_WORK TO COMPLETE_:
Reproduce the rows below with "keypoint" switched to "marker" wherever it occurs and every other detail kept the same. Omit the pictures.

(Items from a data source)
_ _ _ _ _
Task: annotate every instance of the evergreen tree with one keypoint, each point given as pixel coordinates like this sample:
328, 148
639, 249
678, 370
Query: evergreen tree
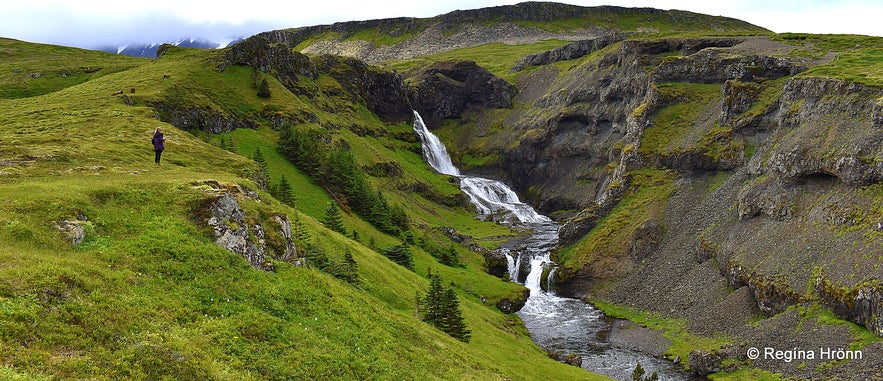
432, 302
334, 219
452, 318
283, 191
441, 308
264, 89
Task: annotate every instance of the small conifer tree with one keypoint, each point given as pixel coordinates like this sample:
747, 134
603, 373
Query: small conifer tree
441, 308
452, 318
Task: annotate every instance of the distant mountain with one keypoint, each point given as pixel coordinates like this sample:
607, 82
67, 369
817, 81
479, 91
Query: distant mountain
142, 49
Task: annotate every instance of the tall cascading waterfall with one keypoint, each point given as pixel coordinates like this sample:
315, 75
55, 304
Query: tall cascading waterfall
557, 324
494, 200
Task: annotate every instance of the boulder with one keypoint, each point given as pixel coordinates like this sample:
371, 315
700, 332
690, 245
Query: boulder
704, 363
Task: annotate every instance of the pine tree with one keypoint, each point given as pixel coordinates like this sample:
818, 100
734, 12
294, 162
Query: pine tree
334, 219
441, 308
432, 302
452, 318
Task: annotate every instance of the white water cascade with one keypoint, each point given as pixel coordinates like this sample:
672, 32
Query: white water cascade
555, 323
493, 199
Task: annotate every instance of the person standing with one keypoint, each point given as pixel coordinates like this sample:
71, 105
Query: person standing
158, 144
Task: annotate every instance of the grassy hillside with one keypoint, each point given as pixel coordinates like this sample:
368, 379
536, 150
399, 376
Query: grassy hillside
148, 295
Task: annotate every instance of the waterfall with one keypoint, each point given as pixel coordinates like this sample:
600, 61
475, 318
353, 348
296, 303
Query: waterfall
_ _ _ _ _
_WRITTEN SOLUTION_:
Task: annotate every instance of the evergreen tree with one marker, each point given as pixel coordinates like this sample:
328, 148
639, 249
678, 370
Query: evergreen tree
432, 302
334, 219
452, 318
283, 191
441, 308
264, 89
Task: annotate every instance of the small conifer tree with one marker, each point given as pixel coordinates like this sample:
747, 134
603, 373
Query: small conifer tree
441, 308
452, 318
Task: annotate every instance of the distant mountain with one marker, each point given as pixel coordinates like this sample:
607, 82
67, 369
817, 81
479, 91
Query: distant mountain
142, 49
Task: annotate every instance of the tall cascading waterfall with one marker, each point given as pixel coordinates like this sample:
315, 75
55, 304
Query: tall cascading waterfall
557, 324
494, 200
Task: annotate every instance of the boulder with one marker, each point given as pixel coordinates like this sample:
371, 315
700, 332
690, 245
Query: boulder
704, 363
Task: annotate every instance of the pine tree with one marker, each point given as pixel coordinates like this sample:
818, 100
734, 12
294, 162
Query: pine tree
334, 219
441, 308
432, 302
452, 318
Task: annotate every instance of the white water cascade with one marker, each point given as pixel coordinates like this sample:
672, 32
Query: white water cascade
555, 323
493, 199
Task: annotate every instance of the person standing with one marker, each point given as pixel coordinates like this sample:
71, 105
Query: person standing
158, 144
Task: annotate every instance of the grassy hillside with one marker, each point given as pixel coordinates like this sample:
368, 379
536, 150
399, 376
Query: grassy hillside
148, 295
Task: annotate every instance of the waterfall with one marker, each point given as pixel coordinates like this sample:
600, 61
475, 318
353, 348
296, 303
Query: waterfall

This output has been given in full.